● Given passage
Begin

Ride the Dunes Trail section of Motu TrailsSix years after it was opened, the Motu Trails (motutrails.co.nz) has become one of the highlight visitor attractions of the eastern Bay of Plenty/Tairāwhiti regions. There is a range of levels to choose from, with Ōpōtiki’s Dunes Trail at the easy end. Even so, the popular 9km coastal trail rises and falls almost all the way, so by the time you’ve biked out and back, or even just halfway, you’ve earned that coffee or ice cream. What I enjoy most about the Dunes Trail is the resurgence of nature. Since the trail went in, upwards of 15,000 plants have been planted by the community, with species carefully selected to match what would originally have been there. The main starting point is Memorial Park in Ōpōtiki and you can ride, walk or run. Hire bikes are available from Motu Trails Limited (motucycletrails.com) and Motu Trails Hire & Shuttle (0800motutrails.nz). A recommended option is Mighty Motu Bike Tours (mightymotu.co.nz), offering a three-hour guided ride.

End

● Task statement
Copy out the entire Dunes Trail passage word for word. The records below this passage aren't needed for anything here.

● Raw data

Begin

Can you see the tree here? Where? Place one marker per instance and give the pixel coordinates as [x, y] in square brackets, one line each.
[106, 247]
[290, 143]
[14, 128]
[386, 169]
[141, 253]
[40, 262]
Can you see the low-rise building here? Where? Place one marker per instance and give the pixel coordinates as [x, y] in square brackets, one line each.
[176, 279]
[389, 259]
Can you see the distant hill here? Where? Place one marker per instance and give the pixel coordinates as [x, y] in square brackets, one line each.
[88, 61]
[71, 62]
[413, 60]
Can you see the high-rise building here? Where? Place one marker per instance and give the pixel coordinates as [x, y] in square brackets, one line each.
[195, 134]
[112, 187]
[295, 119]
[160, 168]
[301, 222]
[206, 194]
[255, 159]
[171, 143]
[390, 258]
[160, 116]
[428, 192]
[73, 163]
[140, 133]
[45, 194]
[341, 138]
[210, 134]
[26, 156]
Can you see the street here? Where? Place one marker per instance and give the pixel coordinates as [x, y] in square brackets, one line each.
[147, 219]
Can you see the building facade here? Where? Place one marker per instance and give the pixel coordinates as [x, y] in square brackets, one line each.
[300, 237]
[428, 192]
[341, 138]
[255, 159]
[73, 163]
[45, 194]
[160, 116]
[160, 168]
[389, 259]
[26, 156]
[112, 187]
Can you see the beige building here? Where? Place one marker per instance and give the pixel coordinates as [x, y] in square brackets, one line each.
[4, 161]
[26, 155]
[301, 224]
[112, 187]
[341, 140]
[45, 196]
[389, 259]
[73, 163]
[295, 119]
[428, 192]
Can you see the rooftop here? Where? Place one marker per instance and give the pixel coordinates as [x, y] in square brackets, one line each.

End

● Exercise answer
Ride the Dunes Trail section of Motu TrailsSix years after it was opened, the Motu Trails (motutrails.co.nz) has become one of the highlight visitor attractions of the eastern Bay of Plenty/Tairāwhiti regions. There is a range of levels to choose from, with Ōpōtiki’s Dunes Trail at the easy end. Even so, the popular 9km coastal trail rises and falls almost all the way, so by the time you’ve biked out and back, or even just halfway, you’ve earned that coffee or ice cream. What I enjoy most about the Dunes Trail is the resurgence of nature. Since the trail went in, upwards of 15,000 plants have been planted by the community, with species carefully selected to match what would originally have been there. The main starting point is Memorial Park in Ōpōtiki and you can ride, walk or run. Hire bikes are available from Motu Trails Limited (motucycletrails.com) and Motu Trails Hire & Shuttle (0800motutrails.nz). A recommended option is Mighty Motu Bike Tours (mightymotu.co.nz), offering a three-hour guided ride.